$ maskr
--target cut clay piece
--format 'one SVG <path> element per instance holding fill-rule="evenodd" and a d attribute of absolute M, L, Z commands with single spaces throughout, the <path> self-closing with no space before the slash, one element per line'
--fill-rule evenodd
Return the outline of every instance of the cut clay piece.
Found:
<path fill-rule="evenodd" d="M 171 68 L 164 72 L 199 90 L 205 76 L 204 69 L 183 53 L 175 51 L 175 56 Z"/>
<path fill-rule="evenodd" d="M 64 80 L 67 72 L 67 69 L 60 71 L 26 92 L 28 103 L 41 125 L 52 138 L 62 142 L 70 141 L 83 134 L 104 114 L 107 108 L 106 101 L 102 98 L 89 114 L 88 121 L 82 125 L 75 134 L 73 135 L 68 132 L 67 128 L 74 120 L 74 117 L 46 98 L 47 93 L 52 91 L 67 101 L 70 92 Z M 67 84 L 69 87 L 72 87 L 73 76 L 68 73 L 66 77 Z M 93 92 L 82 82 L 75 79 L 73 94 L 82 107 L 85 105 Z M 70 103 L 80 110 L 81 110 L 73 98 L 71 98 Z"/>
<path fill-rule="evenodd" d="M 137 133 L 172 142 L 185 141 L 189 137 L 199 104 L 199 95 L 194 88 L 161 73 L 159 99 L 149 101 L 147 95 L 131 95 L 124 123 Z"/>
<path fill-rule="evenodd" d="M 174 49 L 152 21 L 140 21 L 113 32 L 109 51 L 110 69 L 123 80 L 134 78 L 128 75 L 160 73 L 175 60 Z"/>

# [Given request]
Can you lay out these entries as a two-column CSV with the header instruction,result and one row per entry? Put each entry's text and its answer in one quoted field apiece, with line breaks turned into spaces.

# [Response to this task]
instruction,result
"$ maskr --target cut clay piece --format 'one SVG <path> element per instance holding fill-rule=""evenodd"" and a d attribute of absolute M, L, Z commands with single spaces throughout, the <path> self-closing with no space before the slash, one element per line' --fill-rule evenodd Return the outline of every instance of the cut clay piece. Found:","<path fill-rule=""evenodd"" d=""M 171 68 L 164 72 L 199 90 L 205 76 L 204 69 L 183 53 L 175 51 L 175 56 Z""/> <path fill-rule=""evenodd"" d=""M 64 80 L 67 72 L 67 69 L 60 71 L 26 92 L 28 103 L 41 125 L 52 138 L 62 142 L 70 141 L 83 134 L 104 114 L 107 108 L 106 101 L 102 98 L 89 114 L 88 121 L 82 125 L 75 134 L 73 135 L 68 132 L 67 128 L 74 120 L 74 117 L 46 98 L 47 93 L 52 91 L 67 101 L 70 92 Z M 67 84 L 69 87 L 72 87 L 73 76 L 68 73 L 66 77 Z M 93 92 L 82 82 L 75 79 L 73 94 L 82 107 L 85 105 Z M 70 103 L 80 110 L 81 110 L 73 98 L 71 98 Z""/> <path fill-rule=""evenodd"" d=""M 137 133 L 172 142 L 185 141 L 189 137 L 199 104 L 199 95 L 194 88 L 161 73 L 159 99 L 149 101 L 147 95 L 131 95 L 124 123 Z""/> <path fill-rule=""evenodd"" d=""M 174 49 L 152 21 L 140 21 L 113 32 L 109 51 L 110 69 L 123 80 L 134 78 L 128 75 L 160 73 L 175 60 Z""/>"